> **Exercise instructions**: Word for word, transcribe the listing that follows, minus any pictures.

> **Entries provided**:
+++

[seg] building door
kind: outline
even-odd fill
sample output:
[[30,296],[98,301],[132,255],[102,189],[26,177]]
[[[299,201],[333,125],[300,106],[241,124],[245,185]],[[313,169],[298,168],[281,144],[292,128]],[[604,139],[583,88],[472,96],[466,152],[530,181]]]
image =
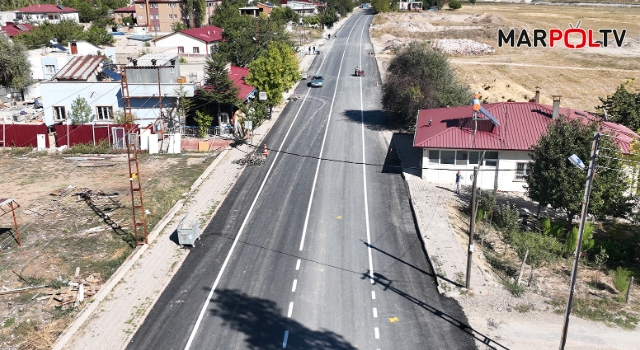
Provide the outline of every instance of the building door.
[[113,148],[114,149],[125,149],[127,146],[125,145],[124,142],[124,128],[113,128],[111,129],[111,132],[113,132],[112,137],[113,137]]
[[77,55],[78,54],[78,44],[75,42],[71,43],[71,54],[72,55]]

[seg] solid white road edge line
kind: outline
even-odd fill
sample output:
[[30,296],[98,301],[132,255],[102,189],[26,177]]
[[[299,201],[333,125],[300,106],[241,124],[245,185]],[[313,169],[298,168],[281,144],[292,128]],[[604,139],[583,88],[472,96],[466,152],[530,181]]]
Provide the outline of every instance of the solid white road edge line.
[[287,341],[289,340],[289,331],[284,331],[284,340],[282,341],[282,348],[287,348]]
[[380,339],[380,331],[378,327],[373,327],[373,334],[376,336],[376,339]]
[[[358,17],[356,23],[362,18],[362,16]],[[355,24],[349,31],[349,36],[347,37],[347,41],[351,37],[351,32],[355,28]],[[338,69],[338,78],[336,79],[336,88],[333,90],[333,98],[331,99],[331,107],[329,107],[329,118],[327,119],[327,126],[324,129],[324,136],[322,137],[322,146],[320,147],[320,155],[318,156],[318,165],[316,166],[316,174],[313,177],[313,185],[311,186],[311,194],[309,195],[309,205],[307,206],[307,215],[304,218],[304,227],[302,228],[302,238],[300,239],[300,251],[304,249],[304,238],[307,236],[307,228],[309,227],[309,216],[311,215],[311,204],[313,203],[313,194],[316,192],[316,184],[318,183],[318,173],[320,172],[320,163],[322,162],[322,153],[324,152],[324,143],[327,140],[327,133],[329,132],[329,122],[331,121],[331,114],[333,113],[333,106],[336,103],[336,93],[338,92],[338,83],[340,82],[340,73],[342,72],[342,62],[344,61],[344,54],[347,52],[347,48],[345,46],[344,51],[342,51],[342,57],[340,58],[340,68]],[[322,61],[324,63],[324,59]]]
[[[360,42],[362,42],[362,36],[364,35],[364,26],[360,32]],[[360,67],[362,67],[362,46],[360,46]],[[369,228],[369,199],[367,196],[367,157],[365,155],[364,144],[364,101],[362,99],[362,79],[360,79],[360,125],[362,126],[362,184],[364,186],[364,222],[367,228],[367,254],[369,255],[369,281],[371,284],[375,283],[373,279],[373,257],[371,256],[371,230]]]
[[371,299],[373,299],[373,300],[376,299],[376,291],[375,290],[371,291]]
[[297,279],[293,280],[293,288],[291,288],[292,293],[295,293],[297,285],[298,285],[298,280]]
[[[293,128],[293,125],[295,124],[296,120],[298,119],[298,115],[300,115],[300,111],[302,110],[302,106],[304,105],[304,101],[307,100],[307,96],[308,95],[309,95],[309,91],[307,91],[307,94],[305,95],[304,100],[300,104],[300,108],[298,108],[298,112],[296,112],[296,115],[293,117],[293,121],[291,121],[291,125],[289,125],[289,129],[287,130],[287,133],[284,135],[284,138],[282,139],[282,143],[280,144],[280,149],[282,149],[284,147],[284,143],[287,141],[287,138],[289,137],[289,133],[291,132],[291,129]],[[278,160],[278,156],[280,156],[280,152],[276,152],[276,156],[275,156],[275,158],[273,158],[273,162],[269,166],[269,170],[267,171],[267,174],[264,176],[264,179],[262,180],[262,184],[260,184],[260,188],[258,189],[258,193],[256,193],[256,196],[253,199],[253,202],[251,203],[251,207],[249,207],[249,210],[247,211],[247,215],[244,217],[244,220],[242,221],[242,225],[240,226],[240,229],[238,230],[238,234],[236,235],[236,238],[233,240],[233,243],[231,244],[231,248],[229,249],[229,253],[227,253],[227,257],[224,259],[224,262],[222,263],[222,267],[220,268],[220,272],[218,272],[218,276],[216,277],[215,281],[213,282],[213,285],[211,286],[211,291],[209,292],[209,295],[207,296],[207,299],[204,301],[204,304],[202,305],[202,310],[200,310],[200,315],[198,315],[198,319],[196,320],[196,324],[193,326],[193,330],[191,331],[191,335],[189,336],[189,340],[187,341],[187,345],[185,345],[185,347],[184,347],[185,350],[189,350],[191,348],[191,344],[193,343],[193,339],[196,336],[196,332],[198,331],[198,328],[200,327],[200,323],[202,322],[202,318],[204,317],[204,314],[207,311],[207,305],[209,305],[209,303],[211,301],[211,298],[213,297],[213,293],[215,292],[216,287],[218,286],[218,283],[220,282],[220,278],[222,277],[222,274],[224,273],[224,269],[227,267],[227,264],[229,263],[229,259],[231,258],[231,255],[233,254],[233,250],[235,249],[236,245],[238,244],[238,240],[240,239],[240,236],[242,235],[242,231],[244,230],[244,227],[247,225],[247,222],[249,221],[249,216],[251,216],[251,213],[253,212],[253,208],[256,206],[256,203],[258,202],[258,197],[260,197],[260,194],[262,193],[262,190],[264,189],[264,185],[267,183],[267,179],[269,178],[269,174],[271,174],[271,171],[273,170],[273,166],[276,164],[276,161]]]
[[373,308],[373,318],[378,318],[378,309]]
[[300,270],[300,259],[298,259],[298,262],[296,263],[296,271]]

+++

> **Expected output**:
[seg] building door
kind: outline
even-odd fill
sample output:
[[30,296],[98,301],[132,255],[102,189],[26,177]]
[[[299,201],[333,125],[300,106],[241,124],[245,185]],[[313,169],[298,168],[281,144],[292,128]],[[604,139],[583,88],[472,96],[466,152],[530,181]]]
image =
Provide the outline of every instance of the building door.
[[113,148],[114,149],[125,149],[127,146],[125,145],[124,142],[124,128],[113,128],[111,129],[111,132],[113,132],[112,137],[113,137]]
[[77,55],[78,54],[78,44],[75,42],[71,43],[71,54],[72,55]]

[seg] solid white road edge line
kind: outline
even-odd fill
sample output:
[[30,296],[98,301],[132,255],[102,189],[26,177]]
[[[299,201],[333,125],[300,106],[241,124],[245,185]],[[313,169],[298,168],[281,144],[292,128]],[[604,139],[583,88],[472,96],[466,152],[530,181]]]
Provide the outline of every instance of the solid white road edge line.
[[287,341],[289,340],[289,331],[284,331],[284,340],[282,341],[282,348],[287,348]]
[[380,339],[380,331],[378,327],[373,327],[373,334],[376,336],[376,339]]
[[[358,17],[356,23],[362,18],[362,16]],[[355,24],[349,31],[349,36],[347,37],[347,41],[351,37],[351,32],[355,28]],[[338,69],[338,78],[336,79],[336,88],[333,90],[333,98],[331,99],[331,107],[329,107],[329,118],[327,119],[327,126],[324,129],[324,136],[322,137],[322,146],[320,147],[320,155],[318,156],[318,165],[316,166],[316,174],[313,177],[313,185],[311,186],[311,194],[309,195],[309,205],[307,206],[307,215],[304,218],[304,227],[302,228],[302,238],[300,239],[300,251],[304,249],[304,238],[307,236],[307,228],[309,227],[309,216],[311,215],[311,204],[313,203],[313,194],[316,192],[316,184],[318,183],[318,173],[320,172],[320,163],[322,162],[322,153],[324,152],[324,143],[327,140],[327,133],[329,132],[329,122],[331,121],[331,114],[333,113],[333,106],[336,103],[336,93],[338,92],[338,83],[340,82],[340,73],[342,72],[342,62],[344,61],[344,54],[347,52],[347,48],[345,46],[344,51],[342,51],[342,57],[340,58],[340,68]],[[322,61],[324,63],[324,59]]]
[[[360,42],[362,42],[362,36],[364,35],[364,26],[360,32]],[[360,67],[362,67],[362,46],[360,46]],[[369,228],[369,199],[367,196],[367,157],[365,155],[364,144],[364,101],[362,99],[362,79],[360,79],[360,125],[362,126],[362,184],[364,186],[364,222],[367,228],[367,254],[369,255],[369,281],[371,284],[375,283],[373,279],[373,257],[371,256],[371,230]]]
[[371,299],[373,299],[373,300],[376,299],[376,291],[375,290],[371,291]]
[[297,279],[293,280],[293,288],[291,288],[292,293],[295,293],[297,285],[298,285],[298,280]]
[[[293,128],[293,125],[295,124],[296,120],[298,119],[298,115],[300,115],[300,111],[302,110],[302,106],[304,105],[304,101],[307,100],[307,96],[308,95],[309,95],[309,91],[307,91],[307,94],[305,95],[304,100],[300,104],[300,108],[298,108],[298,112],[296,112],[296,115],[293,117],[293,121],[291,121],[291,125],[289,125],[289,129],[287,130],[287,133],[284,135],[284,138],[282,139],[282,143],[280,144],[280,149],[282,149],[284,147],[284,143],[287,141],[287,138],[289,137],[289,133],[291,132],[291,129]],[[278,160],[278,156],[280,156],[280,152],[276,152],[276,156],[275,156],[275,158],[273,158],[273,162],[269,166],[269,170],[267,171],[267,174],[264,176],[264,179],[262,180],[262,184],[260,184],[260,188],[258,189],[258,193],[256,193],[256,196],[253,199],[253,202],[251,203],[251,207],[249,207],[249,210],[247,211],[247,215],[244,217],[244,220],[242,221],[242,225],[240,226],[240,229],[238,230],[238,234],[236,235],[236,238],[233,240],[233,243],[231,244],[231,248],[229,249],[229,253],[227,253],[227,257],[224,259],[224,262],[222,263],[222,267],[220,268],[220,272],[218,272],[218,276],[216,277],[215,281],[213,282],[213,285],[211,286],[211,291],[209,292],[209,295],[207,296],[207,299],[204,301],[204,304],[202,305],[202,310],[200,310],[200,315],[198,315],[198,319],[196,320],[196,324],[193,326],[193,330],[191,331],[191,335],[189,336],[189,340],[187,341],[187,345],[185,345],[185,347],[184,347],[185,350],[189,350],[191,348],[191,344],[193,343],[193,339],[196,336],[196,332],[198,331],[198,328],[200,327],[200,323],[202,322],[202,318],[204,317],[204,314],[207,311],[207,305],[209,305],[209,303],[211,301],[211,298],[213,297],[213,293],[215,292],[216,287],[218,286],[218,283],[220,282],[220,278],[222,277],[222,274],[224,273],[224,269],[227,267],[227,264],[229,263],[229,259],[231,258],[231,255],[233,254],[233,250],[235,249],[236,245],[238,244],[238,240],[240,239],[240,236],[242,235],[242,231],[244,230],[244,227],[247,225],[247,222],[249,221],[249,216],[251,216],[251,213],[253,212],[253,208],[256,206],[256,203],[258,202],[258,197],[260,197],[260,194],[262,193],[262,190],[264,189],[264,185],[267,183],[267,179],[269,178],[269,174],[271,174],[271,171],[273,170],[273,166],[276,164],[276,161]]]
[[373,308],[373,318],[378,318],[378,309]]
[[300,270],[300,259],[298,259],[298,262],[296,263],[296,271]]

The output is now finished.